- DIRECTIONS FOR THIS TASK -
Each entry needs to be restated exactly as written.

- DATA PROVIDED -
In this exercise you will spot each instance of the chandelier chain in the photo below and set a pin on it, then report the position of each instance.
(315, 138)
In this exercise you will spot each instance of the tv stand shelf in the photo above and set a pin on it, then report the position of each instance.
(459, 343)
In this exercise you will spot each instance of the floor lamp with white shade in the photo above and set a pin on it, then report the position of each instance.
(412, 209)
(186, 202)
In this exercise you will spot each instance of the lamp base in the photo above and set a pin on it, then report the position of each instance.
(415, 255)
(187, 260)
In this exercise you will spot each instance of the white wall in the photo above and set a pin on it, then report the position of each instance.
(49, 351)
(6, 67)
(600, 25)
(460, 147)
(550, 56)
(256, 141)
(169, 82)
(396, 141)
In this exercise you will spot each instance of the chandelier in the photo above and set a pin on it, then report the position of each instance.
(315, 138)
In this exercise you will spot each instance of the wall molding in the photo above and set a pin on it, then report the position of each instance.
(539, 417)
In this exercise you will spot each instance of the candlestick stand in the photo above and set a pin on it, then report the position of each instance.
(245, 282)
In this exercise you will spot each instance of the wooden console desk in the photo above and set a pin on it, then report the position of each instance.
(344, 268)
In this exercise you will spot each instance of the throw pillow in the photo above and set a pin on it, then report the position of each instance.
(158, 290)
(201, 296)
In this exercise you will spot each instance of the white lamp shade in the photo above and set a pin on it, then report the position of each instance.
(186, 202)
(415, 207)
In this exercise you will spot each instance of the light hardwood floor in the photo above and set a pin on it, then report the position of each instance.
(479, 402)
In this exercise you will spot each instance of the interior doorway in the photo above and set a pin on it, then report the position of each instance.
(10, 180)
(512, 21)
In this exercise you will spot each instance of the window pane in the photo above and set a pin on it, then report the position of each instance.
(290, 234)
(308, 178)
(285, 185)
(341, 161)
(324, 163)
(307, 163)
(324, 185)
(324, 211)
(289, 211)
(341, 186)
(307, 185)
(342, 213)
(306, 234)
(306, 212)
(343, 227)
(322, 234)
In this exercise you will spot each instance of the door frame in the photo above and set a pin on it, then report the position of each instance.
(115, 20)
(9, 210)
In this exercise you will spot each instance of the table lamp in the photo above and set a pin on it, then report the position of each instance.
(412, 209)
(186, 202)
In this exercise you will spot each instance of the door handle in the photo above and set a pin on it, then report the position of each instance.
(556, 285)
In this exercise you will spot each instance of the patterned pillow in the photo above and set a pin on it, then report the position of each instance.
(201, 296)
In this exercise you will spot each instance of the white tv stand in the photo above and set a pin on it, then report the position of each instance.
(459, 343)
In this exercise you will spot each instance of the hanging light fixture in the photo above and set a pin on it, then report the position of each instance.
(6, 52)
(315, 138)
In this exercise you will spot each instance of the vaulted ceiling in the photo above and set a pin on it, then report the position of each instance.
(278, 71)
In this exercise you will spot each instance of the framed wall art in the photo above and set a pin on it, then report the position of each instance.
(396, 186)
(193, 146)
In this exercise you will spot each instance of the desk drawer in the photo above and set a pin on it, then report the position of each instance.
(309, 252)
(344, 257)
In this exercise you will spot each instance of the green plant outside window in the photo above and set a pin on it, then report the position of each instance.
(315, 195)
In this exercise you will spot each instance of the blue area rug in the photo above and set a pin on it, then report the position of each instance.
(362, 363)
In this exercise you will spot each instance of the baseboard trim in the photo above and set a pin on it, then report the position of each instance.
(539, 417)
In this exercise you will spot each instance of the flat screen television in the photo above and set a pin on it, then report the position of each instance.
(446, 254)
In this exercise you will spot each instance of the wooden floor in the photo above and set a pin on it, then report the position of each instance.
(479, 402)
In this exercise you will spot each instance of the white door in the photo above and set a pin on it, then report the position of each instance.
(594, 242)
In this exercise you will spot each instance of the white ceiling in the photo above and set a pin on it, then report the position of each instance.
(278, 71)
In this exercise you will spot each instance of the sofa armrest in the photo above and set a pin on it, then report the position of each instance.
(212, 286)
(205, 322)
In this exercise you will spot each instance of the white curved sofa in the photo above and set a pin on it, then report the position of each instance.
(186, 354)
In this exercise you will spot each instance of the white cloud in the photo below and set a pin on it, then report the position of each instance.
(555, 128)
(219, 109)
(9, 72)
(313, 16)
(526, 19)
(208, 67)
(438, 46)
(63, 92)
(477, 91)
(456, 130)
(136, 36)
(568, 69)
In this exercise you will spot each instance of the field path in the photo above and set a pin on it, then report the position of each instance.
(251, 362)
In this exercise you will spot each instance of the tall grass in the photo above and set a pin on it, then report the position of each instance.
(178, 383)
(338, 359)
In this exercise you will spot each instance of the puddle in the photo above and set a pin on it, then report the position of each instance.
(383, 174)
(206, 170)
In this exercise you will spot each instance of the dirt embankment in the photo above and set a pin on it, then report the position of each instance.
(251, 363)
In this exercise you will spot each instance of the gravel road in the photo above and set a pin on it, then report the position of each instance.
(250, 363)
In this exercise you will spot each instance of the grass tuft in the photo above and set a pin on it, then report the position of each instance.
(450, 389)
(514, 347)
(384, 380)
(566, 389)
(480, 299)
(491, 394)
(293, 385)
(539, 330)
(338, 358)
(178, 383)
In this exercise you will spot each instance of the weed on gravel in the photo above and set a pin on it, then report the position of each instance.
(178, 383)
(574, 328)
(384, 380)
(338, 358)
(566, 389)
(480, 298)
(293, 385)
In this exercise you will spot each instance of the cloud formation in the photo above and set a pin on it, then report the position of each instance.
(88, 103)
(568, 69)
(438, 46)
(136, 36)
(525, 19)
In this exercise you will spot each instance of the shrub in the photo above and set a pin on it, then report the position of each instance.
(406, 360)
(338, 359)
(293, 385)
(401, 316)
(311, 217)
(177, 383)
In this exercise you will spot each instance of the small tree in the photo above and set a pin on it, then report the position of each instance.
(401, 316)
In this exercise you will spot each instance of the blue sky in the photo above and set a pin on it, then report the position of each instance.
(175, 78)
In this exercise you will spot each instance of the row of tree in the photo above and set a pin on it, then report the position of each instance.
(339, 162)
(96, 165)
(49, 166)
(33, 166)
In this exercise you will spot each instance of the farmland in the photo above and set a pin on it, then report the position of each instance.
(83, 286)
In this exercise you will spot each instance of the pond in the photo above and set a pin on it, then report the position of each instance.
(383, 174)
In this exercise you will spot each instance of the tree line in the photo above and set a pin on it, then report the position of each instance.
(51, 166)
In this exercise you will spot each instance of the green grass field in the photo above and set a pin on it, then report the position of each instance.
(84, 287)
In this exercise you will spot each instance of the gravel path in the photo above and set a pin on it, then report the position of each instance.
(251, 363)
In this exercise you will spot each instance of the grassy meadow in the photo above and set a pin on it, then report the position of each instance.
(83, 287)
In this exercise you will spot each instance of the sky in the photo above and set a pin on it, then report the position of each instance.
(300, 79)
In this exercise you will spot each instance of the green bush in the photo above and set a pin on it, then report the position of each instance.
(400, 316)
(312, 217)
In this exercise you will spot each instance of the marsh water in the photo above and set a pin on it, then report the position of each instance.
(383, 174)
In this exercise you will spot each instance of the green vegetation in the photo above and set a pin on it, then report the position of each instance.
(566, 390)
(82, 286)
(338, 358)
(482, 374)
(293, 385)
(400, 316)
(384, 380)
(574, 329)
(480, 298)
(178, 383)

- RESPONSE BOX -
In this exercise you will spot each instance of the chandelier chain in the photo below and set a pin on it, then report the position of each instance.
(315, 138)
In this exercise you will spot each instance of the tv stand shelf in the photo above and set a pin on it, then report the position of each instance.
(459, 343)
In this exercise you will spot each instance of the floor lamp with white shade in the photo above and set a pin on it, then report the position of each instance.
(412, 209)
(186, 202)
In this exercise you will spot each instance of the lamp base in the photo above and set a pin on it, then report the position of each instance.
(415, 255)
(187, 260)
In this exercise you will spot each instance of the white wall in the photo above and set a pin on it, then report the position of each instance.
(49, 351)
(6, 67)
(600, 25)
(460, 147)
(550, 56)
(256, 141)
(169, 82)
(396, 141)
In this exercise you will spot each instance of the chandelier in the photo above and set a pin on it, then report the position of each instance.
(315, 138)
In this exercise you will spot each instance of the wall molding in the photo above and set a pin on it, then report the position of each instance.
(539, 417)
In this exercise you will spot each instance of the candlestick stand in the photo above and set a pin on it, then report the position of each instance.
(245, 282)
In this exercise you will spot each instance of the wooden console desk in the photo above and set a pin on it, then report the position of each instance.
(344, 268)
In this exercise you will spot each instance of the throw pillow in the photo above and set a pin on it, then report the position of each instance.
(158, 290)
(201, 296)
In this exercise you will spot each instance of the white lamp shade in the photo above and set a pin on it, then report the position of each instance.
(186, 202)
(415, 207)
In this exercise you will spot each instance of the light hardwood floor in the photo above and set a pin on it, then report the position of each instance.
(479, 402)
In this exercise you will spot each instance of the interior doorway in the photo above and set a pin on it, then report the position of each instance.
(10, 180)
(512, 21)
In this exercise you will spot each instance of the window pane in the photo above and set a pin on it, then report the position of each instance.
(290, 234)
(308, 178)
(285, 185)
(341, 161)
(324, 163)
(307, 163)
(324, 185)
(324, 211)
(289, 211)
(341, 186)
(307, 185)
(342, 213)
(306, 234)
(306, 212)
(343, 227)
(322, 234)
In this exercise you will spot each instance of the door frame in the photo above and set a pin on it, then report the position of each instance.
(115, 20)
(9, 210)
In this exercise you will spot each instance of the table lamp in the photo above and set a pin on it, then report the position of each instance.
(412, 209)
(186, 202)
In this exercise you will spot each instance of the door handle in the photo above and set a pin on it, then report the position of each instance.
(556, 285)
In this exercise you will spot each instance of the patterned pillow in the photo above and set a pin on it, then report the position of each instance.
(201, 296)
In this exercise you will spot each instance of the white tv stand in the photo above and set a pin on it, then report the position of each instance.
(459, 343)
In this exercise you will spot each instance of the hanging light fixture in the photo above and set a pin on it, then report the position of each instance.
(6, 52)
(315, 138)
In this exercise you will spot each instance of the vaulted ceiling in the photo above and set a pin on it, then report the position of each instance.
(278, 71)
In this exercise you will spot each instance of the framed wall art in the photo above and set a pin on it, then report the position of each instance.
(396, 186)
(193, 146)
In this exercise you will spot each instance of the desk drawer in the photo above and set a pin on it, then report the position of each instance.
(309, 252)
(344, 257)
In this exercise you will spot each instance of the green plant outside window in the photo above and set a pin on it, then report the position of each instance.
(315, 195)
In this exercise you will spot each instance of the blue area rug in the photo above and set a pin on it, then report the position of each instance.
(362, 363)
In this exercise you will spot each instance of the baseboard trim in the photo above and set a pin on it, then report the position of each instance.
(539, 417)
In this exercise you will spot each instance of the flat screen television in the photo above and set a pin on it, then report the position of each instance.
(446, 254)
In this exercise you will spot each instance of the wooden floor in the photo above and set a pin on it, then report the position of each instance.
(479, 402)
In this exercise you will spot each instance of the white door in the photo above and set a pin on it, then report the position of each instance.
(594, 242)
In this exercise you will spot each instance of the white ceiling in the photo above and set a pin on it, then report the position of each instance.
(278, 71)
In this exercise you will spot each instance of the sofa armrest in the photo above and set a pin on it, then report the position of each instance.
(212, 286)
(205, 322)
In this exercise you will spot each instance of the white curved sofa in the photo above and set a pin on it, then report the position of each instance.
(186, 354)
In this exercise you will spot each instance of the white cloud in the photo below and set a pin on it, then report the position of each instance.
(555, 128)
(219, 109)
(9, 72)
(313, 16)
(526, 19)
(208, 67)
(438, 46)
(63, 92)
(477, 91)
(456, 130)
(136, 36)
(568, 69)
In this exercise you will spot each instance of the field path in the photo above and set a pin on it, then report the position of each instance.
(251, 362)
In this exercise you will spot each instance of the tall grass in the photo above and set a pin on it, then report the position of each instance.
(178, 383)
(338, 359)
In this exercise you will spot each instance of the puddle in the photo above and set a pin on it, then report the position of each instance.
(383, 174)
(206, 170)
In this exercise you will spot each instance of the dirt embankment in the photo above and set a pin on it, then report the position of each instance.
(251, 363)
In this exercise you will spot each instance of the gravel road in the photo above and set a pin on it, then report the position of each instance.
(250, 363)
In this exercise you will spot each instance of the grass tuft in the photo above and set a pin on it, then report the position of each instance.
(450, 389)
(514, 347)
(384, 380)
(566, 389)
(480, 299)
(491, 394)
(293, 385)
(539, 330)
(338, 358)
(178, 383)
In this exercise you will spot each instance of the weed on gravel in the photo above and set a pin on it, then report the position of each instance.
(178, 383)
(574, 328)
(384, 380)
(338, 358)
(566, 389)
(480, 298)
(293, 385)
In this exercise you will spot each instance of the cloud formation in the photo above and set a pin on it, then report the position of each instance.
(88, 103)
(568, 69)
(438, 46)
(136, 36)
(525, 19)
In this exercise you will spot each instance of the shrub in the photo above and set a pin on it, then report the position of each instance.
(406, 360)
(338, 359)
(293, 385)
(401, 316)
(311, 217)
(177, 383)
In this exercise you will spot each instance of the small tree in the photo above and set a pin on it, then report the position of each instance.
(401, 316)
In this exercise you will spot each instance of the blue sky in the photo above and set a pin on it, then report the position of each instance.
(175, 78)
In this exercise you will spot each instance of the row of tree in the photo above and set a pin on it, then report the position of each instance.
(339, 162)
(96, 165)
(49, 166)
(33, 166)
In this exercise you will spot each instance of the farmland in the photo above and set a pin on it, then report the position of each instance.
(83, 286)
In this exercise you will spot each instance of the pond in the photo above and set a pin on it, then report the position of each instance.
(383, 174)
In this exercise you will spot each instance of the tree line in the photo above and set a pin on it, then report the position of each instance.
(51, 166)
In this exercise you will spot each instance of the green grass field in the photo above and set a pin on it, then report the position of each instance.
(84, 287)
In this exercise you will spot each instance of the gravel path in the photo above and set a pin on it, then report the position of each instance.
(251, 363)
In this exercise you will spot each instance of the grassy meadow in the photo above and set a pin on it, then report the position of each instance.
(83, 287)
In this exercise you will spot each instance of the sky in the photo above and set a pin on it, then report the position of each instance.
(300, 79)
In this exercise you will spot each instance of the green bush in the photo above and set a pin on it, then report the position of each instance.
(400, 316)
(312, 217)
In this exercise you will spot each instance of the marsh water in the photo above and set a pin on it, then report the position of each instance.
(383, 174)
In this exercise you will spot each instance of the green vegetation in the photo above and set a pin on it, then report the position of each instance.
(566, 390)
(82, 286)
(338, 358)
(482, 374)
(293, 385)
(400, 316)
(384, 380)
(574, 329)
(480, 298)
(178, 383)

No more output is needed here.